======== TEKS KAJIAN

Tidak hanya itu, psikolog atau psikoterapis juga harus menyampaikan pada klien bahwa hubungan spesial antara klien dan psikolog merupakan hal yang tidak etis. Jika psikolog dan klien tetap ingin melanjutkan hubungan spesial tersebut, maka psikolog wajib mengalihkan terapi dengan psikolog atau psikoterapis lain. Psikolog pun harus menjalani sesi terapi untuk dirinya sendiri agar tidak terjadi lagi hal yang sama dengan klien yang lain.

  1. Pemberian intervensi yang tepat

Setiap psikolog berkewajiban untuk memberi pelayanan, perawatan atau intervensi yang tepat untuk klien. Hal ini berarti psikolog harus menangani permasalahan yang dialami klien sesuai dengan kapasitas atau specialty dari psikolog tersebut. Dalam hal kompetensi psikolog tidak sesuai dengan kasus yang ditangani, maka psikolog wajib untuk mengalihkan penanganan kepada psikolog lain yang lebih kompeten dan mumpuni sehingga klien tetap menerima intervensi yang sesuai dengan kebutuhan. (Baca juga: Bentuk Intervensi Dalam Psikologi Klinis)

  1. Memberi rekomendasi psikolog lain yang kompeten

Dalam beberapa kasus, terdapat keterbatasan psikolog di suatu daerah sehingga seorang psikolog mendapatkan klien dengan kasus di luar kompetensinya.

================

TELAAH MATERI —
1. Tolong ringkas paragraf yang diawali "Setiap psikolog berkewajiban" dalam teks tentang kewajiban psikolog menjadi daftar poin, tanpa menghilangkan fakta utamanya.
2. Kutip bagian teks tentang kewajiban psikolog mulai dari "Setiap psikolog berkewajiban" dan berakhir pada "Dalam Psikologi Klinis)".

======== DATA TERCATAT

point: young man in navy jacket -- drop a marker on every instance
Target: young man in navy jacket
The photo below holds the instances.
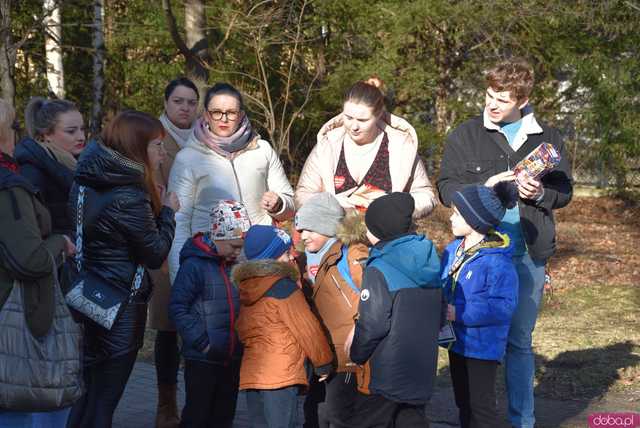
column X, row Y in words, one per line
column 483, row 150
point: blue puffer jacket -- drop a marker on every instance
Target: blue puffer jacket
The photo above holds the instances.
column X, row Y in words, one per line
column 485, row 297
column 205, row 304
column 399, row 319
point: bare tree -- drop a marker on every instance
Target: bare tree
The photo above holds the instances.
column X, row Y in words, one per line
column 277, row 67
column 52, row 42
column 195, row 48
column 98, row 66
column 279, row 80
column 7, row 53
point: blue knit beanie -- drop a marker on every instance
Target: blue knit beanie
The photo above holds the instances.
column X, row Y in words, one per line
column 483, row 207
column 265, row 242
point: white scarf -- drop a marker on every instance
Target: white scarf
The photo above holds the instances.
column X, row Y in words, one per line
column 180, row 136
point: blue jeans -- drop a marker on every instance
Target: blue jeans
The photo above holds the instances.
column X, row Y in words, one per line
column 273, row 408
column 53, row 419
column 519, row 359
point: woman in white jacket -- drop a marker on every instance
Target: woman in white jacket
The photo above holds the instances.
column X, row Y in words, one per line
column 225, row 159
column 364, row 153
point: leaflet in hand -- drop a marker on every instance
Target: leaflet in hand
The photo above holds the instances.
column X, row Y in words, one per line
column 540, row 161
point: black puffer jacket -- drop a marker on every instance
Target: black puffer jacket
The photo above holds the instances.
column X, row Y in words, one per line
column 120, row 231
column 51, row 179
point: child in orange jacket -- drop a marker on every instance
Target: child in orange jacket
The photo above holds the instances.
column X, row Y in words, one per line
column 277, row 328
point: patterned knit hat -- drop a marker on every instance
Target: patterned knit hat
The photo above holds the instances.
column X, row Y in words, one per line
column 229, row 220
column 322, row 214
column 266, row 242
column 483, row 207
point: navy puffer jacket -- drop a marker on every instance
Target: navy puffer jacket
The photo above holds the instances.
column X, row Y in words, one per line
column 205, row 304
column 51, row 178
column 399, row 319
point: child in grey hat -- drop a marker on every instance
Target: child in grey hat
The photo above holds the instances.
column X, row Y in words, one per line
column 335, row 249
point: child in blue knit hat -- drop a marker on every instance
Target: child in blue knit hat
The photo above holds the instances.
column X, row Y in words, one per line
column 481, row 287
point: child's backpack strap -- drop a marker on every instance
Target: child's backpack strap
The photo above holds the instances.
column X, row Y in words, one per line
column 351, row 265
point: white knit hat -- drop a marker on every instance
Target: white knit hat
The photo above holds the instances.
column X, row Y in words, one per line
column 229, row 220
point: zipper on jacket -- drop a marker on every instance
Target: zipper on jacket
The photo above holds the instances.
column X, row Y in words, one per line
column 232, row 314
column 346, row 299
column 235, row 175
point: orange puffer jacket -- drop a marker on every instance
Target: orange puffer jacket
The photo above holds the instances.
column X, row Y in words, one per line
column 277, row 328
column 335, row 300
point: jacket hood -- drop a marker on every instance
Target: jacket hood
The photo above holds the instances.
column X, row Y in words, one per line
column 196, row 247
column 10, row 179
column 414, row 256
column 255, row 278
column 102, row 167
column 28, row 151
column 394, row 126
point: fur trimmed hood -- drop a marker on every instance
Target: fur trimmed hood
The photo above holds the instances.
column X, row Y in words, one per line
column 254, row 278
column 351, row 230
column 395, row 126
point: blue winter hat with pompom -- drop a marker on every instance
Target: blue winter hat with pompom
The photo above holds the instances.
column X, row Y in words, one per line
column 483, row 207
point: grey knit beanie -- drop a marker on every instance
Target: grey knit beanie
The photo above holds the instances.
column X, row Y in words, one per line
column 322, row 214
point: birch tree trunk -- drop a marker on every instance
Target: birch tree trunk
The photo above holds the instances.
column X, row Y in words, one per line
column 196, row 39
column 52, row 44
column 98, row 66
column 7, row 53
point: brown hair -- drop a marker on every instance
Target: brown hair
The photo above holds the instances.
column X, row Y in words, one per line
column 41, row 115
column 129, row 133
column 514, row 75
column 367, row 92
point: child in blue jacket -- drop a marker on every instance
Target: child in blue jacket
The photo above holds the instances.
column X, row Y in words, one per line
column 204, row 306
column 395, row 335
column 481, row 287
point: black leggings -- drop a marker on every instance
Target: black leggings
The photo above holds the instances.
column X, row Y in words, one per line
column 474, row 387
column 167, row 357
column 104, row 384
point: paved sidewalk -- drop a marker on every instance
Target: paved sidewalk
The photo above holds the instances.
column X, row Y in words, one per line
column 137, row 407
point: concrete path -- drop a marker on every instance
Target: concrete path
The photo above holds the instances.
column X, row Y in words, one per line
column 137, row 407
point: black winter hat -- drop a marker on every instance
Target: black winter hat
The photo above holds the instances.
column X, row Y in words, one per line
column 483, row 207
column 390, row 215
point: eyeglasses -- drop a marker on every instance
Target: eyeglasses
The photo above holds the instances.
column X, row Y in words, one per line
column 231, row 115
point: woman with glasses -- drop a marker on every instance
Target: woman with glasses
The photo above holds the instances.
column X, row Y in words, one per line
column 180, row 109
column 47, row 157
column 225, row 159
column 127, row 223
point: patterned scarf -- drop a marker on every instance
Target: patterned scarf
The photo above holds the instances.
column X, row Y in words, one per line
column 226, row 147
column 314, row 259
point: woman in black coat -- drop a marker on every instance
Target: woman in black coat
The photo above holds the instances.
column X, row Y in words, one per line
column 47, row 157
column 126, row 223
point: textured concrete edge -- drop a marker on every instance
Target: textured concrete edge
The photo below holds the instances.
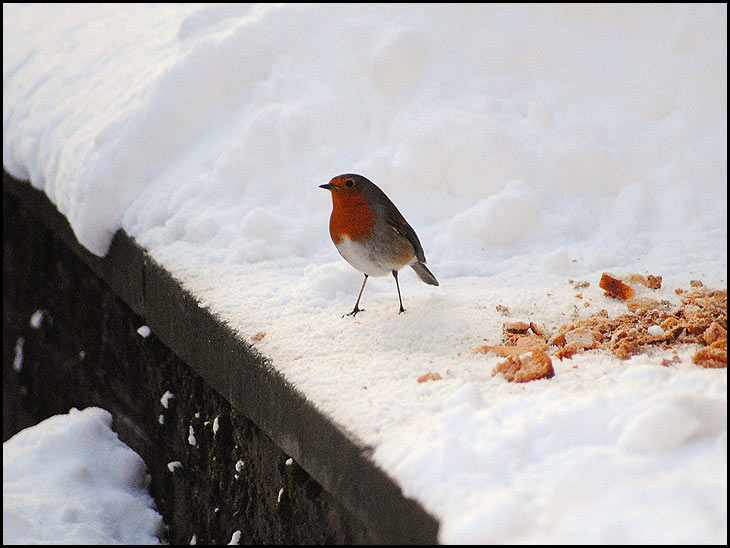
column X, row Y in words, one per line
column 246, row 380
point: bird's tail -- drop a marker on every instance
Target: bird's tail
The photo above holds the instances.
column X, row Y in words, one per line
column 424, row 273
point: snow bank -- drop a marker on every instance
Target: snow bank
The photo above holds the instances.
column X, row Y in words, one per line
column 527, row 146
column 69, row 480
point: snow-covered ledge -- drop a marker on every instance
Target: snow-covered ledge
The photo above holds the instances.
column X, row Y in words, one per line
column 242, row 376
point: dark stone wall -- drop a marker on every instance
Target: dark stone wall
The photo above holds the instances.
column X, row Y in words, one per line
column 86, row 351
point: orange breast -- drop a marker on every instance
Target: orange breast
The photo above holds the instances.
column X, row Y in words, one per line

================

JAWABAN TERTULIS ANDA —
1.
- Setiap psikolog wajib memberi pelayanan, perawatan, atau intervensi yang tepat bagi klien.
- Permasalahan klien harus ditangani sesuai kapasitas atau keahlian khusus psikolog tersebut.
- Jika kompetensi psikolog tidak sesuai dengan kasus yang ditangani, psikolog wajib mengalihkan penanganan kepada psikolog lain yang lebih kompeten dan mumpuni.
- Dengan begitu, klien tetap menerima intervensi yang sesuai dengan kebutuhannya.

2.
Setiap psikolog berkewajiban untuk memberi pelayanan, perawatan atau intervensi yang tepat untuk klien. Hal ini berarti psikolog harus menangani permasalahan yang dialami klien sesuai dengan kapasitas atau specialty dari psikolog tersebut. Dalam hal kompetensi psikolog tidak sesuai dengan kasus yang ditangani, maka psikolog wajib untuk mengalihkan penanganan kepada psikolog lain yang lebih kompeten dan mumpuni sehingga klien tetap menerima intervensi yang sesuai dengan kebutuhan. (Baca juga: Bentuk Intervensi Dalam Psikologi Klinis)